**The data**:
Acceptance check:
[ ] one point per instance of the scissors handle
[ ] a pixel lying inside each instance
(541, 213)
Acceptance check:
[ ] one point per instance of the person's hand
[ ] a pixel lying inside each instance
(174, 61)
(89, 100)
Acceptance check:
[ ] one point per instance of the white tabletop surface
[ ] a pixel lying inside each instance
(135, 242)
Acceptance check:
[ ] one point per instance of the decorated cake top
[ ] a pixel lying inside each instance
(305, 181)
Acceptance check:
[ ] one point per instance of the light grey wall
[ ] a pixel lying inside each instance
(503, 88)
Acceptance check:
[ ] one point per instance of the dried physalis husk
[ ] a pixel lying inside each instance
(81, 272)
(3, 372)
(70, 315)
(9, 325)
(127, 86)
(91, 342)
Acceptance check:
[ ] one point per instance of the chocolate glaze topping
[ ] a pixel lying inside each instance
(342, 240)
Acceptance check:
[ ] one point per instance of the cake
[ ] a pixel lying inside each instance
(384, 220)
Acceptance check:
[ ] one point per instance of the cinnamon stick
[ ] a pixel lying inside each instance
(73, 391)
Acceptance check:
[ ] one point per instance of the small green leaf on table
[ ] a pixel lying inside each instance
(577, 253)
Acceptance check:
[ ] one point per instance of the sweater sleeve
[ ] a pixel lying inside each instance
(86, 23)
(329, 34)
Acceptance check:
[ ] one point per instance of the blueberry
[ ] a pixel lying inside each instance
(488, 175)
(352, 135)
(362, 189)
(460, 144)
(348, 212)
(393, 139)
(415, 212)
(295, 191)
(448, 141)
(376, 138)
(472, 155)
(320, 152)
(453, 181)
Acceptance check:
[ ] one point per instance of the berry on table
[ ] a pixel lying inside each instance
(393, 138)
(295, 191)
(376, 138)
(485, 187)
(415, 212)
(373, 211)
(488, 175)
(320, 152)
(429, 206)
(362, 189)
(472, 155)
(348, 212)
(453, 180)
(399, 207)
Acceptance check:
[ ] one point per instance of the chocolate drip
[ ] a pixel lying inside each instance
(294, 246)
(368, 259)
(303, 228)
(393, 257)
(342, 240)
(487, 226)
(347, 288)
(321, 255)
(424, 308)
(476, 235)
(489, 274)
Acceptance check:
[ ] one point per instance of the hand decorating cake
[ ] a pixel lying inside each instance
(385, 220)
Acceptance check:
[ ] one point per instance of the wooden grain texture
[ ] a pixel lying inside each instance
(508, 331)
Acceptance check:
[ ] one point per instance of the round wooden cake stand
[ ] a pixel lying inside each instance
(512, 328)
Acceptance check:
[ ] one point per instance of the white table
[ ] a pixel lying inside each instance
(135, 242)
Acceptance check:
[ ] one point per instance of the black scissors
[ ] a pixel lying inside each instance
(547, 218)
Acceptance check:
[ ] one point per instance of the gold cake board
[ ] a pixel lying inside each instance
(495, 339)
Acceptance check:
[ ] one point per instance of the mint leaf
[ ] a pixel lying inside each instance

**Prompt**: In the entries, the line containing "[ ] one point per instance of the mint leaf" and every line after it through the last are to be duplicated exactly, and no other line is to be included.

**Solution**:
[ ] one point per instance of the mint leaf
[ ] a pixel lying inside each instance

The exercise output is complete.